__読む文章__
---

以上のようにして、この第5の実施形態においては、フィルム状コンデンサ300Bを、半田付けするだけで、プリント配線基板108Dに取り付けることができる。したがって、プリント配線基板やフィルム状コンデンサに、第4の実施形態のような切れ込み溝を設ける必要はない。また、第4の実施形態の場合のような圧着クリップを用いる必要もない。
また、この第5の実施形態によれば、3個のスルーホール324,325,326は、前述したように、フィルム状コンデンサ300Bの長手方向に斜めに形成されているので、フィルム状コンデンサ300Bは、その幅方向の3点でプリント配線基板108Dに固定されることになり、3個のスルーホールが長手方向に沿って一列に配設される場合に比べて、より強固に固定される。
なお、以上の第5の実施形態は、プッシュスイッチ111を備える位置指示器の場合であるので、第1の導電体層321と第3の導電体層327とで構成される第1のコンデンサと、第2の導電体層322と第3の導電体層327とで構成される第2のコンデンサとを、プッシュスイッチ111のオン及びオフのときの共振回路の共振周波数の調整用とした。
しかし、位置指示器には、プッシュスイッチを有しないものもあり、その場合には、共振回路の共振周波数の調整用コンデンサは、1個で良い。第5の実施形態におけるフィルム状コンデンサ300Bは、このようなプッシュスイッチを有しない位置指示器の場合にも勿論適用できる。

---

__使える記録__
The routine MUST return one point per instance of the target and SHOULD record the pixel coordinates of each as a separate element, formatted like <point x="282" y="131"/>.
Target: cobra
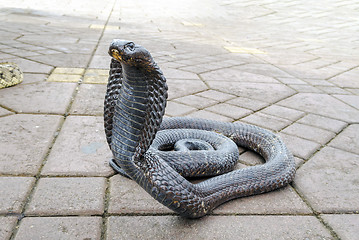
<point x="137" y="132"/>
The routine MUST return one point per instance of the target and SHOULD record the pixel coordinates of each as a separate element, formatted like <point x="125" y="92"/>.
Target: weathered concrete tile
<point x="305" y="88"/>
<point x="300" y="147"/>
<point x="89" y="100"/>
<point x="283" y="201"/>
<point x="68" y="196"/>
<point x="60" y="70"/>
<point x="323" y="104"/>
<point x="266" y="121"/>
<point x="323" y="122"/>
<point x="348" y="139"/>
<point x="259" y="91"/>
<point x="216" y="95"/>
<point x="351" y="100"/>
<point x="235" y="75"/>
<point x="127" y="197"/>
<point x="308" y="132"/>
<point x="59" y="228"/>
<point x="209" y="115"/>
<point x="13" y="193"/>
<point x="347" y="79"/>
<point x="24" y="141"/>
<point x="42" y="97"/>
<point x="4" y="112"/>
<point x="196" y="101"/>
<point x="248" y="103"/>
<point x="171" y="73"/>
<point x="228" y="110"/>
<point x="180" y="88"/>
<point x="345" y="225"/>
<point x="56" y="77"/>
<point x="216" y="227"/>
<point x="6" y="226"/>
<point x="283" y="112"/>
<point x="329" y="180"/>
<point x="34" y="77"/>
<point x="96" y="76"/>
<point x="80" y="149"/>
<point x="177" y="109"/>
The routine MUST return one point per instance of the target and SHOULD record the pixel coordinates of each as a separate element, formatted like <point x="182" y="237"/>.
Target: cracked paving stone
<point x="348" y="140"/>
<point x="216" y="227"/>
<point x="6" y="226"/>
<point x="13" y="193"/>
<point x="308" y="132"/>
<point x="300" y="147"/>
<point x="80" y="150"/>
<point x="180" y="88"/>
<point x="127" y="197"/>
<point x="42" y="97"/>
<point x="85" y="228"/>
<point x="330" y="181"/>
<point x="68" y="196"/>
<point x="89" y="100"/>
<point x="234" y="75"/>
<point x="345" y="225"/>
<point x="323" y="122"/>
<point x="24" y="142"/>
<point x="259" y="91"/>
<point x="322" y="104"/>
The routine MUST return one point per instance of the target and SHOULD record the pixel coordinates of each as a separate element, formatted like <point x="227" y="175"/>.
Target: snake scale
<point x="141" y="140"/>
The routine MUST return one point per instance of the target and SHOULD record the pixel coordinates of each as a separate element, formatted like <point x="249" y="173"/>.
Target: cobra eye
<point x="114" y="51"/>
<point x="130" y="46"/>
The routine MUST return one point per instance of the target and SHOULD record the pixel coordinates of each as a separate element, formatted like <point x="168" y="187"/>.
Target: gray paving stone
<point x="127" y="197"/>
<point x="329" y="180"/>
<point x="89" y="100"/>
<point x="177" y="109"/>
<point x="258" y="91"/>
<point x="248" y="103"/>
<point x="216" y="227"/>
<point x="308" y="132"/>
<point x="6" y="226"/>
<point x="300" y="147"/>
<point x="283" y="112"/>
<point x="283" y="201"/>
<point x="348" y="140"/>
<point x="209" y="115"/>
<point x="59" y="228"/>
<point x="40" y="97"/>
<point x="234" y="75"/>
<point x="349" y="99"/>
<point x="4" y="112"/>
<point x="345" y="225"/>
<point x="13" y="193"/>
<point x="266" y="121"/>
<point x="80" y="149"/>
<point x="181" y="88"/>
<point x="216" y="95"/>
<point x="24" y="141"/>
<point x="228" y="110"/>
<point x="323" y="122"/>
<point x="196" y="101"/>
<point x="322" y="104"/>
<point x="68" y="196"/>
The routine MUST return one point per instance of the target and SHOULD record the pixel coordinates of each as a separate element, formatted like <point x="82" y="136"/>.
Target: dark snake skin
<point x="134" y="107"/>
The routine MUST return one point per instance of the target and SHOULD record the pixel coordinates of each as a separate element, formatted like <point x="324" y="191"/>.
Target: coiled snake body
<point x="134" y="107"/>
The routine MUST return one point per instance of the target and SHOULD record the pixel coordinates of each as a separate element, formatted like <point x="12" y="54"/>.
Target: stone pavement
<point x="290" y="66"/>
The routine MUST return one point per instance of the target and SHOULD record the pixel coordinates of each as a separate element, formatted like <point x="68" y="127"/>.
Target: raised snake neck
<point x="134" y="108"/>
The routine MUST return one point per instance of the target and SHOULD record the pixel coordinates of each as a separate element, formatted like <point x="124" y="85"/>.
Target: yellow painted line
<point x="244" y="50"/>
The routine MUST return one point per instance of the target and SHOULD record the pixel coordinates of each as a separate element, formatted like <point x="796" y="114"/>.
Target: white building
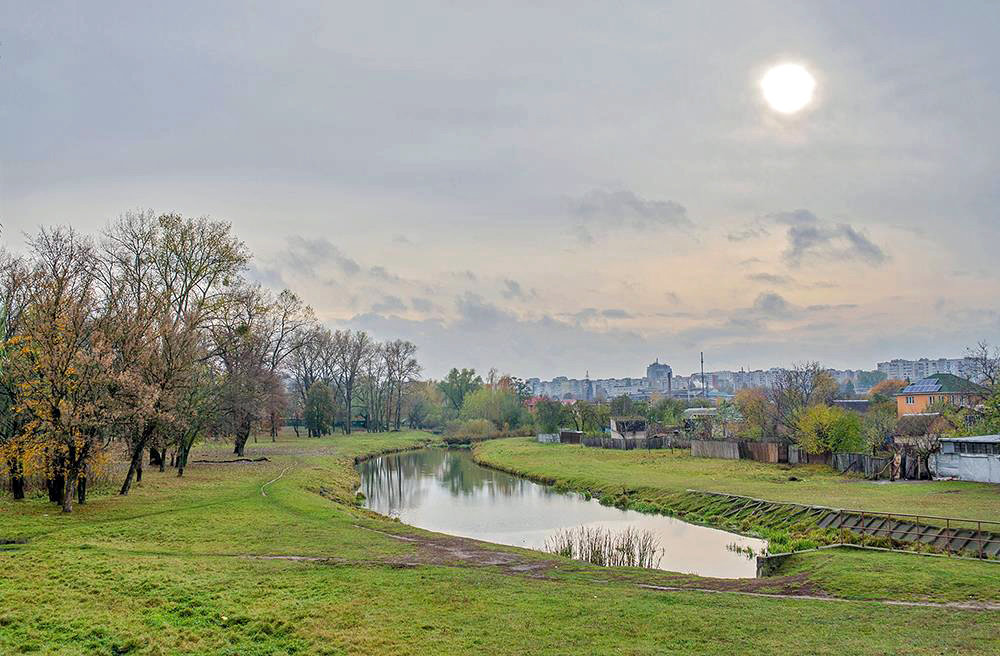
<point x="917" y="369"/>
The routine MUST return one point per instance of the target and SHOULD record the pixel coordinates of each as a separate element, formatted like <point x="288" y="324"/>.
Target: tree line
<point x="144" y="339"/>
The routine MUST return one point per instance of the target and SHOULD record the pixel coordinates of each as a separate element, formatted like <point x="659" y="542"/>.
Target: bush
<point x="469" y="428"/>
<point x="827" y="429"/>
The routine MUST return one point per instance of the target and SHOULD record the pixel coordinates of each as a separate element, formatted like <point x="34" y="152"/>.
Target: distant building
<point x="660" y="377"/>
<point x="969" y="458"/>
<point x="910" y="370"/>
<point x="916" y="397"/>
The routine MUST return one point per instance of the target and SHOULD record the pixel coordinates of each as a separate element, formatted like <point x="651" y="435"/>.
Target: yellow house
<point x="916" y="397"/>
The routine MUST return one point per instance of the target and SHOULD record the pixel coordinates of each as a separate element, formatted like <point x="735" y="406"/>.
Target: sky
<point x="544" y="188"/>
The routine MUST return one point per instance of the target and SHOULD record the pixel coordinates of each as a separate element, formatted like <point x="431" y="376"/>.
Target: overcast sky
<point x="544" y="189"/>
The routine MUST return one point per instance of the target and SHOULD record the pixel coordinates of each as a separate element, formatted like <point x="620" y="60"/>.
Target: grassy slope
<point x="165" y="571"/>
<point x="657" y="474"/>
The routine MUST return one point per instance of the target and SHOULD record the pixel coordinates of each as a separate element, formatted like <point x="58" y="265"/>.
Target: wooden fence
<point x="726" y="449"/>
<point x="630" y="443"/>
<point x="799" y="456"/>
<point x="871" y="466"/>
<point x="740" y="450"/>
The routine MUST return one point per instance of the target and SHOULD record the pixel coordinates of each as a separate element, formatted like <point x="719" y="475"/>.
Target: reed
<point x="597" y="545"/>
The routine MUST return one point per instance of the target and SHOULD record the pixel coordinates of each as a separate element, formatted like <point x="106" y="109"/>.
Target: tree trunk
<point x="135" y="467"/>
<point x="242" y="435"/>
<point x="58" y="482"/>
<point x="182" y="459"/>
<point x="69" y="489"/>
<point x="348" y="400"/>
<point x="16" y="478"/>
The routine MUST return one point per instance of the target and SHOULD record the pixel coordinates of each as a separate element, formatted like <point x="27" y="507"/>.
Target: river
<point x="444" y="490"/>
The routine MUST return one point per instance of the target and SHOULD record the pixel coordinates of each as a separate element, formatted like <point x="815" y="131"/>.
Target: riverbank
<point x="214" y="564"/>
<point x="661" y="482"/>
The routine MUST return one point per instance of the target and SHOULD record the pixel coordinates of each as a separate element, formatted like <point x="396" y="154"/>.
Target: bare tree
<point x="15" y="292"/>
<point x="984" y="363"/>
<point x="253" y="340"/>
<point x="176" y="274"/>
<point x="349" y="353"/>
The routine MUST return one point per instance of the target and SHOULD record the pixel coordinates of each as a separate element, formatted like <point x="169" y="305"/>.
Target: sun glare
<point x="788" y="88"/>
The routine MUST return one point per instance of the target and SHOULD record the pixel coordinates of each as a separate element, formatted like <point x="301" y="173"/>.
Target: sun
<point x="788" y="88"/>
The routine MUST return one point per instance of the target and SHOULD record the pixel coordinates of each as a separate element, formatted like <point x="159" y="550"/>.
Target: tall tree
<point x="457" y="384"/>
<point x="176" y="274"/>
<point x="350" y="351"/>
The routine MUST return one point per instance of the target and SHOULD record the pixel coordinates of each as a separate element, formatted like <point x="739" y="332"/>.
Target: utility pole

---

__やることリスト__
[a] 記録の中で「building」という語が入っている行の数を、数字だけで答えてください。
[b] フィルム状コンデンサの文章を、最後の文のあとから書き進めてください。
フィルム状コンデンサの文章と記録は、内容がつながっていません。

__問題の答え__
[a] 2

[b]
すなわち、プッシュスイッチを有しない位置指示器の場合には、フィルム状コンデンサ300Bの第1のコンデンサと、第2のコンデンサの一方のみを、共振周波数の調整のために長さ方向を切断することができるように構成する。そして、フィルム状コンデンサ300Bの第1のコンデンサと第2のコンデンサの他方のコンデンサは、位置指示器の共振回路の大まかな共振周波数を決定するための複数個のチップコンデンサの一部として用いるようにする。したがって、その場合には、フィルム状コンデンサ300Bの第1のコンデンサと第2のコンデンサの他方のコンデンサの長手方向の長さは、当該チップコンデンサとして適切なものとなるような長さに選定される。
なお、フィルム状コンデンサ300Bの第1のコンデンサと第2のコンデンサの他方のコンデンサのみで、位置指示コイルとの並列共振回路の共振周波数を設定する静電容量として十分であるときには、他のチップコンデンサは不要であることは言うまでもない。
なお、第4の実施形態におけるフィルム状コンデンサも、第5の実施形態と同様に、プッシュスイッチを有しない位置指示器にも適用できることは言うまでもない。
[その他の実施形態または変形例]
上述の実施形態の位置指示器は、位置検出装置からの信号エネルギーを電磁誘導により共振回路で受信し、当該共振回路で蓄積したエネルギーを、位置検出装置に変換するようにした構成のものであったが、この発明は、位置指示器自身が信号送信回路を備え、位置検出装置に信号を送信する位置指示器における回路の定数の特定用としても適用することができる。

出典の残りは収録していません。